Task objective
Can you lay out every line of the items below as a Markdown table with the columns "Row" and "Line," numbering the rows in order and skipping blank lines?
----- Material provided -----
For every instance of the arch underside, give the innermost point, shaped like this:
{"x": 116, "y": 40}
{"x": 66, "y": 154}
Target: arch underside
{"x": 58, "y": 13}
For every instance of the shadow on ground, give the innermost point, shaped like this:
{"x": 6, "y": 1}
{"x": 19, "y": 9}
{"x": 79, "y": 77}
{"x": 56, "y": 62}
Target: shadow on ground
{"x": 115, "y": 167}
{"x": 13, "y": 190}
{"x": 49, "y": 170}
-----
The completed task
| Row | Line |
|---|---|
| 1 | For every instance of the arch underside, give the innermost point, shaped like this: |
| 2 | {"x": 116, "y": 40} |
| 3 | {"x": 66, "y": 154} |
| 4 | Target: arch underside |
| 5 | {"x": 58, "y": 13} |
| 6 | For every instance of the shadow on ground, give the innermost point, shaped like this: |
| 7 | {"x": 6, "y": 1} |
| 8 | {"x": 19, "y": 9} |
| 9 | {"x": 79, "y": 77} |
| 10 | {"x": 56, "y": 62} |
| 11 | Target: shadow on ground |
| 12 | {"x": 115, "y": 167} |
| 13 | {"x": 13, "y": 190} |
| 14 | {"x": 49, "y": 170} |